▶ [Given text]
4. Empirical Applications

In this section, we consider two real life applications to evaluate the performance of the proposed robust estimators.

4.1. Aircraft Damage Data

To evaluate the performance of the proposed robust estimators, we first considered the aircraft damage dataset. Myers et al. [31] discussed these data in detail. The dataset provided information related to two aircrafts, that is, the McDonnell Douglas A-4 Skyhawk and the Grumman A-6 Itruder. The sample size of the dataset was n = 30 with one dependent (y) and three explanatory variables (X’s): y denoted the number of locations where damage was inflicted on the aircraft, X1 was the type of aircraft, X2 was the bomb load measured in tons, and X3 was the representation of aircraft experience in months.

▶ [Dataset records]
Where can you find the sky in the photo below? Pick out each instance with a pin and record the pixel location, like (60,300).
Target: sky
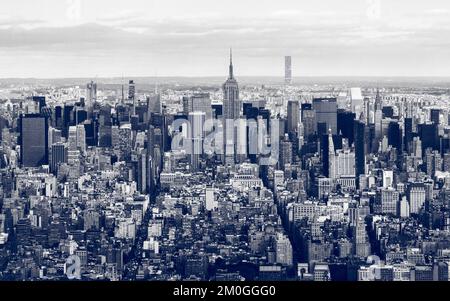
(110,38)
==
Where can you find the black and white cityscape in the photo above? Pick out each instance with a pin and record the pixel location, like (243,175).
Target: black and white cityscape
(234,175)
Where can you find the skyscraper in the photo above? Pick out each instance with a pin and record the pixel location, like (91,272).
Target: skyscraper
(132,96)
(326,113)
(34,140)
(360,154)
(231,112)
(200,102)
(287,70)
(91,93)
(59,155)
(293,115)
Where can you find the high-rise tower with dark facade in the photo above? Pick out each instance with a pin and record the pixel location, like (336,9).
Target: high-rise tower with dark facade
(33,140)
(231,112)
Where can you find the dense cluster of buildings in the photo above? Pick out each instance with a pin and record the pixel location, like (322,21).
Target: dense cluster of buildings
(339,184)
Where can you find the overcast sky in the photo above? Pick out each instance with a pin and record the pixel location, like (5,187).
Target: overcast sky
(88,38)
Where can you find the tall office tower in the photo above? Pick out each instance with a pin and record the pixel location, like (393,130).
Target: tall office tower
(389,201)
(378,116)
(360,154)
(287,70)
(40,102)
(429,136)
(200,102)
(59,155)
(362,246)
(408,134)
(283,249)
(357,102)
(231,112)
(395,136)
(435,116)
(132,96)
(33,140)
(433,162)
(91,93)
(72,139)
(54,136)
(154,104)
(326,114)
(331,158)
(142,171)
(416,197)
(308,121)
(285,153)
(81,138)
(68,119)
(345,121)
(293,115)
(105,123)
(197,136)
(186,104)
* * *
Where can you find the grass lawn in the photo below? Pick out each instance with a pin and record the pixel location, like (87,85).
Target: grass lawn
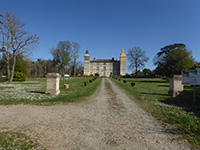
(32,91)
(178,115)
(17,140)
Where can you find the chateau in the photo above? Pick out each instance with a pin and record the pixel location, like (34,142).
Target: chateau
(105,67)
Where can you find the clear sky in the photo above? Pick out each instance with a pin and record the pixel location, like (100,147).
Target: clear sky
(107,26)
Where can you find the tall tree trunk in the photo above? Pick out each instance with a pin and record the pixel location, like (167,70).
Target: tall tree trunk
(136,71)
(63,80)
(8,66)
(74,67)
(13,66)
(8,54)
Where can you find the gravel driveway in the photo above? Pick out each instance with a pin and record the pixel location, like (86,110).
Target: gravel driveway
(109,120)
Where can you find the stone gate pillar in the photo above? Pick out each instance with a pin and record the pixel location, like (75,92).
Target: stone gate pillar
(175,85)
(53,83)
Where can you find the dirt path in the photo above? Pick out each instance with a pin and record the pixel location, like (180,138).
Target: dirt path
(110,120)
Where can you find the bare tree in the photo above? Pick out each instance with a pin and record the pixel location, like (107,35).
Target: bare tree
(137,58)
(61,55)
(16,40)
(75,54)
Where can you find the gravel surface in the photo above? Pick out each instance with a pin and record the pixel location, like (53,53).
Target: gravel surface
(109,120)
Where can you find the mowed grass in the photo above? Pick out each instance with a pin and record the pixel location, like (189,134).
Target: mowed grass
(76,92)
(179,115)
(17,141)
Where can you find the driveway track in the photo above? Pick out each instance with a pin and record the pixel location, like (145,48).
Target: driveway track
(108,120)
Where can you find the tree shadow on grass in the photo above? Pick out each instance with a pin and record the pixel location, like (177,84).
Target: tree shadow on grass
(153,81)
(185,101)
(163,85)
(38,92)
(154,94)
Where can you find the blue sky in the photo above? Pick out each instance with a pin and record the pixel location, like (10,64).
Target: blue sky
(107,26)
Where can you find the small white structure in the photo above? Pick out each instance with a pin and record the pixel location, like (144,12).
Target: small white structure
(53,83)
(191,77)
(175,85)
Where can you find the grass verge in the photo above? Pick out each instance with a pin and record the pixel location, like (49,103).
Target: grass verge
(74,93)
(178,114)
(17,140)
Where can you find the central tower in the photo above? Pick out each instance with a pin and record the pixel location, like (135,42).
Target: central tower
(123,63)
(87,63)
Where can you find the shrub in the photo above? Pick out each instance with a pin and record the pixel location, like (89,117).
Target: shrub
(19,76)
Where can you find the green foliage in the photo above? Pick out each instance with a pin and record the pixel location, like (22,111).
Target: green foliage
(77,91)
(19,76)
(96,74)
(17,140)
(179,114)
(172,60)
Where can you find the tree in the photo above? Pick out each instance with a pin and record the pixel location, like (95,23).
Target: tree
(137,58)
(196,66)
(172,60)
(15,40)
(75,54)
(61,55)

▶ [To-do list]
A. Answer these from the empirical applications text, one line each:
(i) How many real life applications does the section consider?
(ii) Who discussed the aircraft damage data in detail?
(iii) In what unit was the bomb load (X2) measured?
B. How would you render this sentence from the empirical applications text in Spanish: "To evaluate the performance of the proposed robust estimators, we first considered the aircraft damage dataset."
C. Reproduce the empirical applications text without changes, everything from "In this section, we" down to "experience in months.".

▶ [The responses]
A.
(i) Two.
(ii) Myers et al. [31].
(iii) Tons.

B. Para evaluar el desempeño de los estimadores robustos propuestos, primero consideramos el conjunto de datos de daños a aeronaves.

C.
In this section, we consider two real life applications to evaluate the performance of the proposed robust estimators.

4.1. Aircraft Damage Data

To evaluate the performance of the proposed robust estimators, we first considered the aircraft damage dataset. Myers et al. [31] discussed these data in detail. The dataset provided information related to two aircrafts, that is, the McDonnell Douglas A-4 Skyhawk and the Grumman A-6 Itruder. The sample size of the dataset was n = 30 with one dependent (y) and three explanatory variables (X’s): y denoted the number of locations where damage was inflicted on the aircraft, X1 was the type of aircraft, X2 was the bomb load measured in tons, and X3 was the representation of aircraft experience in months.